**Vereisten:** Hernoem "dark metal cup" tot "black metal mug" in het deel dat opent met de regel waarin "Guideline: the keypoint for each instance of the blurred" staat en doorloopt tot het einde van de vermeldingen. Geef alleen die regels opnieuw weer, verder ongewijzigd.

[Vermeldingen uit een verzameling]
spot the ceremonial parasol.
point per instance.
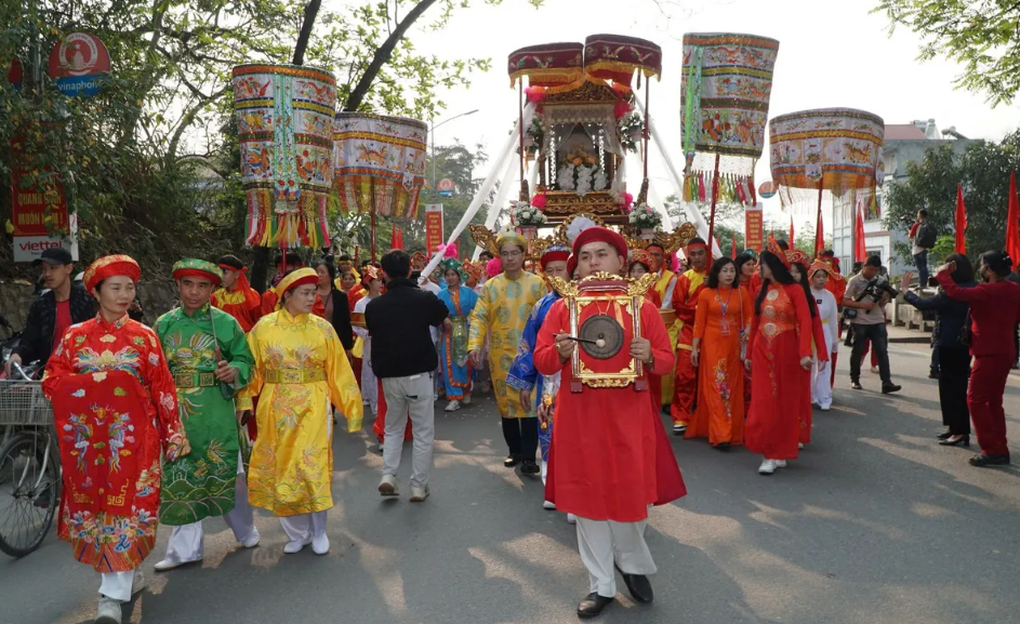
(378, 164)
(830, 149)
(285, 127)
(725, 90)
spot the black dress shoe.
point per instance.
(639, 586)
(529, 467)
(989, 460)
(963, 440)
(592, 606)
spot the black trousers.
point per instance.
(953, 379)
(879, 342)
(521, 435)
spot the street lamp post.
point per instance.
(436, 192)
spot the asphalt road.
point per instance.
(875, 523)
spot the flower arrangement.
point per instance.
(644, 217)
(631, 128)
(525, 214)
(580, 172)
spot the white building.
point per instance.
(905, 143)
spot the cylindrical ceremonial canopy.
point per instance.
(832, 149)
(726, 85)
(285, 127)
(379, 163)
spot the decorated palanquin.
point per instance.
(604, 316)
(285, 127)
(378, 163)
(583, 123)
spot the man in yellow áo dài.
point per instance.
(300, 370)
(502, 312)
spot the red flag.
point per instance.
(860, 248)
(961, 222)
(1012, 220)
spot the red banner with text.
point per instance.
(434, 227)
(754, 233)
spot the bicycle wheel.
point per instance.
(30, 484)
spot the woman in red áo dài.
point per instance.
(115, 408)
(780, 353)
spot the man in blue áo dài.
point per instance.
(522, 375)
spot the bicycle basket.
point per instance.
(22, 403)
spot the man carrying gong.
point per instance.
(610, 459)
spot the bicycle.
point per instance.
(30, 465)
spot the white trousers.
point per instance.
(821, 390)
(409, 398)
(305, 526)
(117, 584)
(187, 541)
(604, 542)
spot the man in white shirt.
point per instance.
(821, 391)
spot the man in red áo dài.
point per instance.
(610, 459)
(689, 287)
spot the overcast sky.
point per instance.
(836, 56)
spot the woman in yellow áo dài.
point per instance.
(504, 306)
(300, 369)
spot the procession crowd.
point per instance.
(228, 402)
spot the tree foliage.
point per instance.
(983, 168)
(126, 156)
(983, 36)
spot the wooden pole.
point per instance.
(373, 236)
(819, 241)
(715, 198)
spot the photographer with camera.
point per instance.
(867, 294)
(923, 236)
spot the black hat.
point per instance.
(54, 256)
(233, 262)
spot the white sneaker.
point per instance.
(137, 583)
(293, 548)
(108, 611)
(418, 495)
(169, 564)
(252, 541)
(320, 544)
(388, 486)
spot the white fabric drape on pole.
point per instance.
(693, 213)
(487, 186)
(496, 208)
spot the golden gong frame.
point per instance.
(604, 288)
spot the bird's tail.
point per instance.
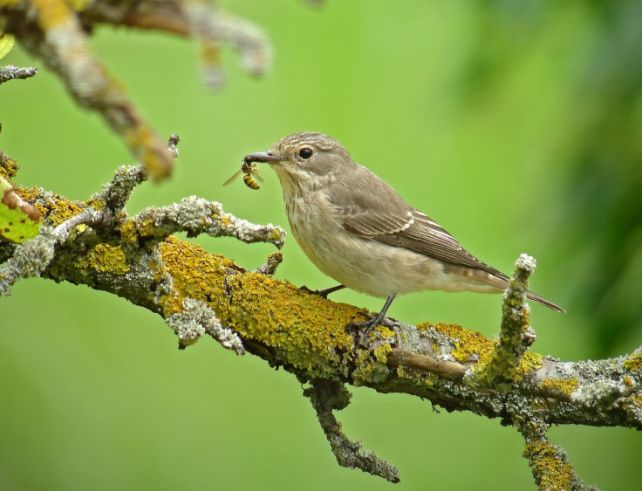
(543, 301)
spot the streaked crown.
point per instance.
(314, 139)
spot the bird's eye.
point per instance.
(305, 153)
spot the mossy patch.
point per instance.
(308, 330)
(559, 387)
(633, 362)
(471, 345)
(549, 466)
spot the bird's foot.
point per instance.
(322, 293)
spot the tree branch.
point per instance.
(57, 32)
(198, 292)
(10, 72)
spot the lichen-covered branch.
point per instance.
(57, 32)
(197, 319)
(198, 292)
(548, 461)
(515, 335)
(32, 257)
(327, 396)
(10, 72)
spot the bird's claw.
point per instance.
(320, 293)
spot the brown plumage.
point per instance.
(356, 228)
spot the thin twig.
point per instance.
(327, 396)
(10, 72)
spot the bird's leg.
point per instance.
(323, 293)
(380, 318)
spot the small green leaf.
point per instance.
(16, 226)
(19, 220)
(6, 44)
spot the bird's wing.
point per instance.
(378, 213)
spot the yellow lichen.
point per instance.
(8, 167)
(473, 346)
(52, 13)
(79, 5)
(58, 209)
(633, 362)
(549, 467)
(308, 330)
(560, 387)
(467, 345)
(10, 3)
(105, 258)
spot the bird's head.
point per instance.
(305, 161)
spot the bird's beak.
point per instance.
(267, 157)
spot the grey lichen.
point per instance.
(327, 396)
(515, 335)
(11, 72)
(198, 319)
(196, 216)
(117, 192)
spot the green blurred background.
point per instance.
(516, 124)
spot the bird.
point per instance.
(362, 233)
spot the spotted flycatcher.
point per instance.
(357, 229)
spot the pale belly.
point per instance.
(369, 266)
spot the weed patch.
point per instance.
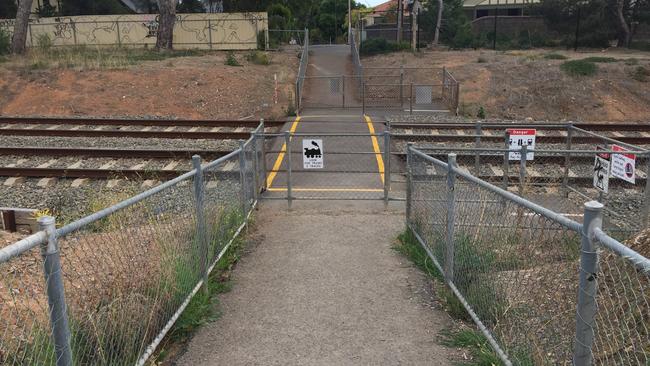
(231, 60)
(579, 68)
(259, 58)
(641, 74)
(554, 56)
(600, 59)
(478, 346)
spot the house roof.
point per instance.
(495, 3)
(387, 6)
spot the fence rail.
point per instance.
(542, 288)
(116, 281)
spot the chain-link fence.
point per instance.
(527, 275)
(558, 174)
(116, 281)
(327, 166)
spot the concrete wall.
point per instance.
(226, 31)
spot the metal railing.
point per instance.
(559, 176)
(116, 281)
(542, 288)
(450, 91)
(302, 70)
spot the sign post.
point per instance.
(623, 165)
(601, 171)
(312, 154)
(519, 137)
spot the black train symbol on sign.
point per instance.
(313, 153)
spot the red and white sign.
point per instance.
(519, 137)
(623, 165)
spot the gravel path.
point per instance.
(324, 288)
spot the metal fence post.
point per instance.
(451, 214)
(401, 87)
(287, 142)
(363, 96)
(119, 37)
(506, 161)
(263, 147)
(409, 172)
(567, 160)
(522, 169)
(55, 292)
(242, 176)
(477, 145)
(387, 177)
(210, 32)
(646, 196)
(582, 354)
(411, 99)
(256, 164)
(199, 196)
(343, 91)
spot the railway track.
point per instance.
(137, 122)
(109, 153)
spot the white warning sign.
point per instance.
(623, 165)
(312, 154)
(518, 137)
(601, 172)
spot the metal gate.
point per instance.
(371, 92)
(327, 166)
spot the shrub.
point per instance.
(5, 42)
(377, 46)
(554, 56)
(579, 68)
(44, 42)
(231, 60)
(600, 59)
(259, 58)
(641, 74)
(481, 113)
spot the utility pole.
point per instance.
(400, 5)
(349, 21)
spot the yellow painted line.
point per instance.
(278, 161)
(375, 146)
(326, 190)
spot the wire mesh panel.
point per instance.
(622, 323)
(517, 267)
(24, 316)
(128, 273)
(327, 166)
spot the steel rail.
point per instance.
(635, 140)
(136, 122)
(121, 133)
(107, 153)
(590, 126)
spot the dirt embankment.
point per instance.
(521, 84)
(186, 87)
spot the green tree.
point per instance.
(92, 7)
(8, 9)
(456, 30)
(190, 6)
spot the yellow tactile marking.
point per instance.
(375, 146)
(278, 161)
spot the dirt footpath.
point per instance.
(324, 288)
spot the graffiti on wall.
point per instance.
(219, 31)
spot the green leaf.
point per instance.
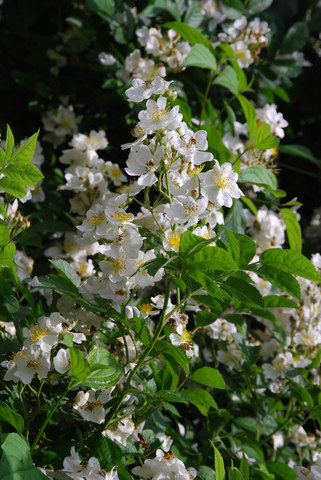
(16, 462)
(99, 356)
(281, 470)
(201, 399)
(189, 242)
(219, 464)
(208, 376)
(295, 38)
(27, 174)
(249, 113)
(280, 279)
(243, 291)
(102, 378)
(109, 451)
(206, 282)
(300, 393)
(299, 151)
(67, 271)
(9, 146)
(235, 219)
(215, 142)
(228, 79)
(200, 56)
(25, 152)
(4, 233)
(12, 186)
(79, 366)
(103, 8)
(260, 176)
(9, 416)
(7, 255)
(291, 262)
(263, 138)
(212, 259)
(256, 6)
(293, 229)
(244, 468)
(194, 16)
(232, 9)
(272, 301)
(189, 34)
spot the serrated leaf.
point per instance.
(67, 271)
(201, 399)
(243, 291)
(25, 153)
(295, 38)
(293, 229)
(273, 301)
(9, 146)
(206, 282)
(200, 56)
(249, 113)
(7, 255)
(4, 233)
(27, 174)
(16, 461)
(228, 79)
(102, 378)
(209, 377)
(291, 262)
(189, 34)
(79, 366)
(281, 470)
(258, 175)
(219, 464)
(263, 138)
(280, 279)
(256, 6)
(194, 16)
(9, 416)
(299, 151)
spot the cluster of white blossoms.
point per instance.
(36, 357)
(246, 39)
(164, 48)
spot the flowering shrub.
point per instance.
(158, 317)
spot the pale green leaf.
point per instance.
(293, 229)
(200, 56)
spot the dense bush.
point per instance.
(160, 309)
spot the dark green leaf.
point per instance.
(291, 262)
(208, 376)
(200, 56)
(9, 416)
(16, 462)
(293, 229)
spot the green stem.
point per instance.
(212, 75)
(145, 354)
(50, 414)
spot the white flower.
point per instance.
(62, 361)
(157, 116)
(220, 185)
(144, 163)
(163, 466)
(26, 363)
(186, 209)
(90, 408)
(143, 90)
(275, 119)
(106, 59)
(94, 141)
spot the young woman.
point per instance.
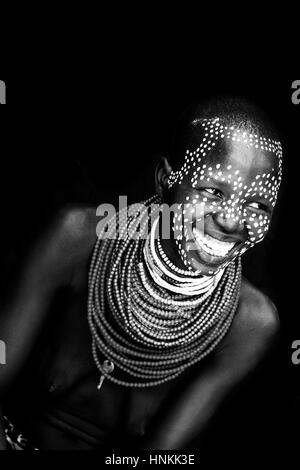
(135, 331)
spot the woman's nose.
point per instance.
(229, 223)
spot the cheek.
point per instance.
(257, 227)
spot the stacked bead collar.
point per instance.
(149, 333)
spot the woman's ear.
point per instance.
(162, 172)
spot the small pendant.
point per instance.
(108, 367)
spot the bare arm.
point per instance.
(244, 347)
(48, 268)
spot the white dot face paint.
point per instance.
(227, 187)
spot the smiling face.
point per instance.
(226, 191)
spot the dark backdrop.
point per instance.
(89, 137)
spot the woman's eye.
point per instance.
(258, 206)
(213, 191)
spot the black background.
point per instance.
(91, 134)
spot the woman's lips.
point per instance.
(213, 250)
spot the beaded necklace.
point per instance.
(140, 325)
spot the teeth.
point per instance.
(211, 245)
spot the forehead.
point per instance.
(229, 149)
(233, 157)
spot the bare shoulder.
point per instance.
(66, 242)
(76, 227)
(257, 312)
(253, 333)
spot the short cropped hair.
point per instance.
(231, 110)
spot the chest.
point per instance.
(68, 377)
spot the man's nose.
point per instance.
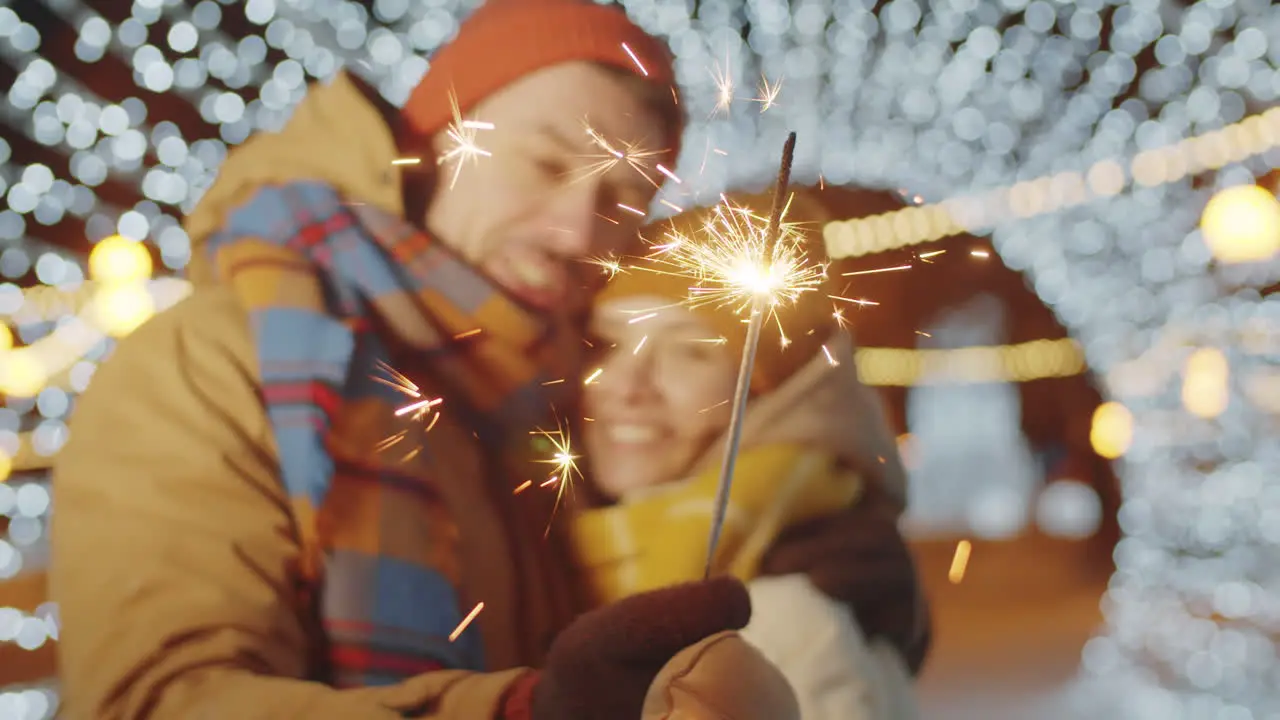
(629, 378)
(585, 224)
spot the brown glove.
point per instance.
(723, 677)
(602, 665)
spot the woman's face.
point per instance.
(659, 393)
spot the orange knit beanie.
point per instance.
(506, 40)
(808, 323)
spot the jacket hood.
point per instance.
(338, 136)
(826, 406)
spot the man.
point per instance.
(250, 528)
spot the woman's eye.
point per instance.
(552, 168)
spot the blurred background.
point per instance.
(1059, 228)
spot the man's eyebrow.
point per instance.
(558, 136)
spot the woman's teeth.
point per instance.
(632, 434)
(533, 276)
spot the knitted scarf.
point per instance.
(325, 282)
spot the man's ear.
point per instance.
(419, 181)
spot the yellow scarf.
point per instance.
(659, 538)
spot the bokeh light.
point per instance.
(118, 259)
(1242, 224)
(1111, 429)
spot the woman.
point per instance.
(814, 442)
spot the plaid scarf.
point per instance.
(318, 276)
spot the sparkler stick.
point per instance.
(744, 374)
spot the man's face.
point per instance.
(533, 213)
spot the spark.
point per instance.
(831, 360)
(388, 442)
(634, 59)
(723, 80)
(417, 409)
(611, 267)
(730, 263)
(611, 154)
(420, 408)
(768, 95)
(709, 408)
(563, 465)
(853, 300)
(959, 561)
(894, 269)
(466, 621)
(398, 382)
(462, 135)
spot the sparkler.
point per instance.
(762, 302)
(563, 461)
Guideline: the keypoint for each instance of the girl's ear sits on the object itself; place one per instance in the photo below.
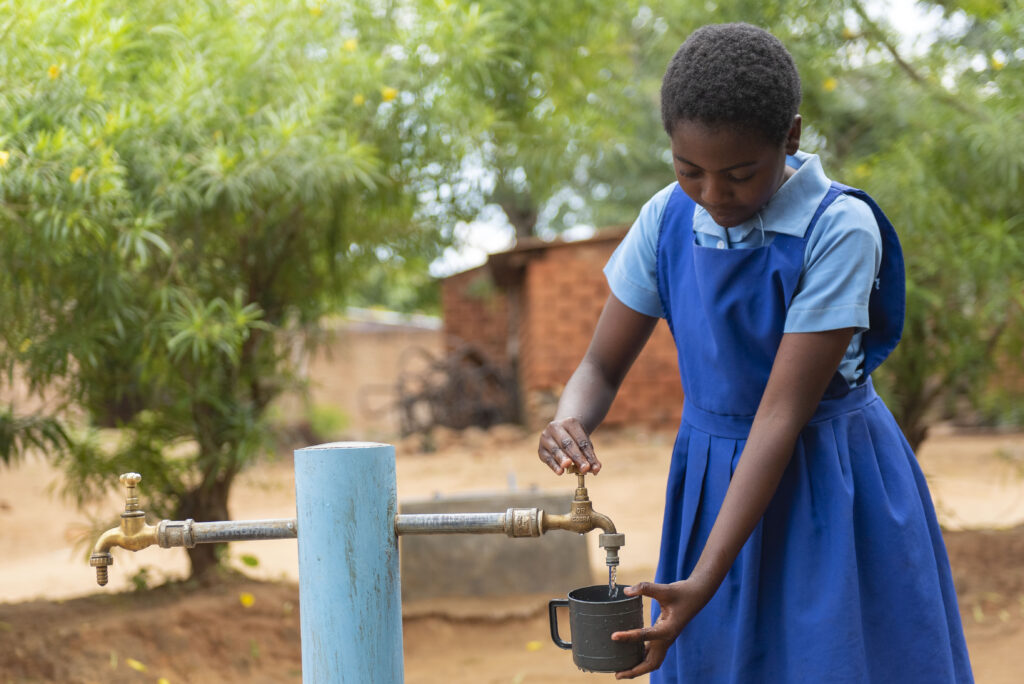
(793, 137)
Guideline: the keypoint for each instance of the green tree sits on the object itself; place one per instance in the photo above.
(185, 187)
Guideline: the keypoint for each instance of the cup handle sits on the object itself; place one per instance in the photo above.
(553, 618)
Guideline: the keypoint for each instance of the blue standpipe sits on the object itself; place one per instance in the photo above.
(349, 593)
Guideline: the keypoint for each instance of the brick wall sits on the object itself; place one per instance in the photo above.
(562, 294)
(475, 311)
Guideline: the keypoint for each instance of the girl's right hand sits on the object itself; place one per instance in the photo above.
(565, 442)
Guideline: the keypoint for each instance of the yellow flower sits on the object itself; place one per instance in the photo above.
(134, 665)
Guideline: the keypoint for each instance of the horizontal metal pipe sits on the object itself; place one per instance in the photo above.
(188, 532)
(240, 530)
(450, 523)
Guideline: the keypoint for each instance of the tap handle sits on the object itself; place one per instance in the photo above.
(581, 477)
(131, 495)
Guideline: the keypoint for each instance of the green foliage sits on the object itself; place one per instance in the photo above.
(184, 187)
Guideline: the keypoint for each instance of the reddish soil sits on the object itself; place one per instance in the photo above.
(185, 633)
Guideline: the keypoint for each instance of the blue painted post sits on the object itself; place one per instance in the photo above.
(349, 593)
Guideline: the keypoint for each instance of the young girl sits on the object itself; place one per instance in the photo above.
(799, 542)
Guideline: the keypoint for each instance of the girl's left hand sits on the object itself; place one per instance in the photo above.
(679, 601)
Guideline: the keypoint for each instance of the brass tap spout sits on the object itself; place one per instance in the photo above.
(583, 518)
(133, 532)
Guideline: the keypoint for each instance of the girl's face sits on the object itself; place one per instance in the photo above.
(731, 173)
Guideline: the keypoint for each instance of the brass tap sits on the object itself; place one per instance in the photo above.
(583, 518)
(133, 532)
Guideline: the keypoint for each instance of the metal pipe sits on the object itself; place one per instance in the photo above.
(188, 532)
(450, 523)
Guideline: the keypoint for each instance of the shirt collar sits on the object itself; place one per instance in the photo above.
(788, 211)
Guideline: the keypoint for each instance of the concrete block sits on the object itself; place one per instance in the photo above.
(434, 565)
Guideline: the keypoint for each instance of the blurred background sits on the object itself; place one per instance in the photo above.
(228, 229)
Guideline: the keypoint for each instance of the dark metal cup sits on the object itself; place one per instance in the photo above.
(593, 617)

**De oplossing:**
Guideline: the keypoint for each instance of the blurred background sits on the object itself; place one per instance in the photo above.
(228, 229)
Guideline: the keypoint for each instance of the black metal mug sits on the object itself; place one per instance in the photo above.
(593, 617)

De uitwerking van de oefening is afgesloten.